(Pointing dataset records)
....
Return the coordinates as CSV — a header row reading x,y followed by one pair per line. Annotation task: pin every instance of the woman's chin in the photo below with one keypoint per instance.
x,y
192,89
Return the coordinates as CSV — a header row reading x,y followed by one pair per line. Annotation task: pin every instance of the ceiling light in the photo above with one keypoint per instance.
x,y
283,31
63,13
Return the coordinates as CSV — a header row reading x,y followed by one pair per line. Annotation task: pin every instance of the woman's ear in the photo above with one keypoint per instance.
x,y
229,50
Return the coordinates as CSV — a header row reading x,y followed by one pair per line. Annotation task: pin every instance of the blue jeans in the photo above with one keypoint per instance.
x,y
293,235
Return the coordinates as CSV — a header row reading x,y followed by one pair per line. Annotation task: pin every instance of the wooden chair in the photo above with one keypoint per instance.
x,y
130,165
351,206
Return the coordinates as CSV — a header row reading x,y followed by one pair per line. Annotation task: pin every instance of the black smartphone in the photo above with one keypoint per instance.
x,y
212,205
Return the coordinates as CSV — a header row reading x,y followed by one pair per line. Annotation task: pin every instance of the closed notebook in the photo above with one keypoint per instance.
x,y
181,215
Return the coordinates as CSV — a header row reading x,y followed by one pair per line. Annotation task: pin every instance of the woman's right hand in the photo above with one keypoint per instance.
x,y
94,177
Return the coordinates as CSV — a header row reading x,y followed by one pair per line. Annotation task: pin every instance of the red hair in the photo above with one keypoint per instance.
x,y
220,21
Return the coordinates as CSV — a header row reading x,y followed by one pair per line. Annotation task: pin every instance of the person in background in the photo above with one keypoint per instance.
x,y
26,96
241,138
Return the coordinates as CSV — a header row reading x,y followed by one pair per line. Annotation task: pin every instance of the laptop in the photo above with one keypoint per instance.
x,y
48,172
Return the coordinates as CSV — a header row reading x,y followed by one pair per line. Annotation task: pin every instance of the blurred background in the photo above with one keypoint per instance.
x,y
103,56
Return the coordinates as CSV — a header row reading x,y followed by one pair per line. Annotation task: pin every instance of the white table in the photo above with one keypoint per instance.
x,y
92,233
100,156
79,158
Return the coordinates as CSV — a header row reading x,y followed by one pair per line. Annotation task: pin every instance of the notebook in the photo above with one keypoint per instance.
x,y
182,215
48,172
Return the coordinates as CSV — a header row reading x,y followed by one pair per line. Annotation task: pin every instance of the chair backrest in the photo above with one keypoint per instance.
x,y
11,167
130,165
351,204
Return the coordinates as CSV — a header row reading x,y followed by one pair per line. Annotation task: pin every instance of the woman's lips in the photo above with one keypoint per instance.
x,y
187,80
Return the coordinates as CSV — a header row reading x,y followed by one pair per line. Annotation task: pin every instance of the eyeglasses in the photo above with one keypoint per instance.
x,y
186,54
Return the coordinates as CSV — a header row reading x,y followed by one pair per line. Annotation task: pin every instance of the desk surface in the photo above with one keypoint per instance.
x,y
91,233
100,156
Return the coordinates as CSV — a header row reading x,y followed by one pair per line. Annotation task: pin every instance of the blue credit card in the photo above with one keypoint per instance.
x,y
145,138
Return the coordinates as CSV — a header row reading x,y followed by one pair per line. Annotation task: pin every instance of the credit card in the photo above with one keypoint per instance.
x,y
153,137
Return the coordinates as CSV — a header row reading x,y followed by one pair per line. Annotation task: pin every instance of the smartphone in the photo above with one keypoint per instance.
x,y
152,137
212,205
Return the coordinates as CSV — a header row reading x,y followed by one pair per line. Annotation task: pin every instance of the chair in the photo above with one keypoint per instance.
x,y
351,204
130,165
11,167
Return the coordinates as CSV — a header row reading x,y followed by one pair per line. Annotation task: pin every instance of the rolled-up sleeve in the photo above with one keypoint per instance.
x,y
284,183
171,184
....
EXERCISE PROMPT » Please copy out the lines of the records word for word, starting at the line that contains "of the smartphone" and continuing through the end of the records.

ANSWER »
Return the coordinates as CSV — a header row reading x,y followed by one pair per line. Annotation task: pin every instance of the smartphone in the photo above with one keypoint per instance.
x,y
152,137
212,205
Return the coordinates as CSV — a header row reading x,y followed by one pair per line. Annotation task: pin every instance of the chair in the photo above with one keypoint per instance.
x,y
351,204
130,165
11,167
Return the coordinates as CSV — a header row reading x,y followed by one pair per line. Annotation task: pin every instance of the rolled-up sleeve in the photo above with one keypoint per instance.
x,y
284,183
171,184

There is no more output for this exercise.